# Rows

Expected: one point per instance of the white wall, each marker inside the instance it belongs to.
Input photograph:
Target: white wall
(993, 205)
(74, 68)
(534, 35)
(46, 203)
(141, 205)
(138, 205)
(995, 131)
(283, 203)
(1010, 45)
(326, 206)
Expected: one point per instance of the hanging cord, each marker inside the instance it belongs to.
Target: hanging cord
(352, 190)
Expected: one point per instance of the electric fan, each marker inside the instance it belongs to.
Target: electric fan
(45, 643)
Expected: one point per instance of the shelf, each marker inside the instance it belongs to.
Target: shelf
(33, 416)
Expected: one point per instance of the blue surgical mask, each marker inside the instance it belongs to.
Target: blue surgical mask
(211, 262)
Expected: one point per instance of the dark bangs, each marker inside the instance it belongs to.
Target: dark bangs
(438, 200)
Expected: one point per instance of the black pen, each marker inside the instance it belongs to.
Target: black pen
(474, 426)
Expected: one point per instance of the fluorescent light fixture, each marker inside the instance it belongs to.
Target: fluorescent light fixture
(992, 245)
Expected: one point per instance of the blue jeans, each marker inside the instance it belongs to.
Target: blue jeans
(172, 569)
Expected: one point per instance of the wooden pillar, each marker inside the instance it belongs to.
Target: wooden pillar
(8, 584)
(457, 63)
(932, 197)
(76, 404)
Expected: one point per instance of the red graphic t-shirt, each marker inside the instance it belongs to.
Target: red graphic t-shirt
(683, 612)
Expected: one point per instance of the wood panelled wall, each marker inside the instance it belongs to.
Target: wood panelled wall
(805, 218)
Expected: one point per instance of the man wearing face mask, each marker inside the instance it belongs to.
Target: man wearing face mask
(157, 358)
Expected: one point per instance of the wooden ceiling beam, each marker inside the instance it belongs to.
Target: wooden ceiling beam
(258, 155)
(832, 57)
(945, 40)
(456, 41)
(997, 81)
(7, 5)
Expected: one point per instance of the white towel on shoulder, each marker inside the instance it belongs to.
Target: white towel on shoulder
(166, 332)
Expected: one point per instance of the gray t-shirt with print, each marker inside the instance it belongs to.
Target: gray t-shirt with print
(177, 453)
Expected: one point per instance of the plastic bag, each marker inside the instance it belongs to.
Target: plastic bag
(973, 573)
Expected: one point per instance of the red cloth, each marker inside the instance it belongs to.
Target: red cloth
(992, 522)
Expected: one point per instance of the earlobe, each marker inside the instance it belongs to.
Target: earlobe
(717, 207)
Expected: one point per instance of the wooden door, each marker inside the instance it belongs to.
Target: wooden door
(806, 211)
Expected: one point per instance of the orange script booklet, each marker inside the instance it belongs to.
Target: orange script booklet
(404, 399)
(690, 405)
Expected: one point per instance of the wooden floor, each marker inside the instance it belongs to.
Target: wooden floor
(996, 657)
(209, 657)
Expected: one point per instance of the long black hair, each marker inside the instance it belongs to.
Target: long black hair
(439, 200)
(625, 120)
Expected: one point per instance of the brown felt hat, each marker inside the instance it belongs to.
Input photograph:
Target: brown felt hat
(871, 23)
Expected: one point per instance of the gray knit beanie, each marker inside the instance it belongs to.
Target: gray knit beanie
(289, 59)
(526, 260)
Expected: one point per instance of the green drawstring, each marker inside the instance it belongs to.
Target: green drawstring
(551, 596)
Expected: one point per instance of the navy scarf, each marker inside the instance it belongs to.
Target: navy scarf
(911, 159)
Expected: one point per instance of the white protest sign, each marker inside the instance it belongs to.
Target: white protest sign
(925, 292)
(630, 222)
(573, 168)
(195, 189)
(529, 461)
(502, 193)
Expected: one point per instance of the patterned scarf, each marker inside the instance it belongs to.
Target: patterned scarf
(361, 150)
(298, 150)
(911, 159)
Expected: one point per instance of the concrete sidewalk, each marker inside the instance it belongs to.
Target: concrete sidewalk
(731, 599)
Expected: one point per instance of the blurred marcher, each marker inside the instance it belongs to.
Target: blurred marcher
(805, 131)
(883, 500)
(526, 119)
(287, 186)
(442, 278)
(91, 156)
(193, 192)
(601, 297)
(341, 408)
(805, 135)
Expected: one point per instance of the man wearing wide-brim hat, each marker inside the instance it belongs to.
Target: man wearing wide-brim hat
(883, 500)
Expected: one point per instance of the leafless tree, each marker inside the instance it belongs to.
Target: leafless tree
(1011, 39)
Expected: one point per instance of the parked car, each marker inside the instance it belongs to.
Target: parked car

# Written request
Reproduce only those lines of the entries above that run from the line with "Expected: one point per instance of the blurred" to the final line.

# Solved exercise
Expected: one point per instance of the blurred marcher, each marker inside the instance it belongs to.
Target: blurred marcher
(805, 131)
(883, 500)
(526, 119)
(287, 186)
(442, 278)
(91, 156)
(193, 192)
(601, 297)
(341, 408)
(805, 135)
Expected: one point per instance of the man wearing wide-brim hat, each marker inside the instance it belongs to.
Target: man wearing wide-brim hat
(883, 500)
Expected: one point per instance of the leafless tree, each marker inside the instance it belongs to.
Target: leafless tree
(1011, 39)
Expected: one point per instance of the parked car, each marker inside the instance it belongs to.
Target: parked car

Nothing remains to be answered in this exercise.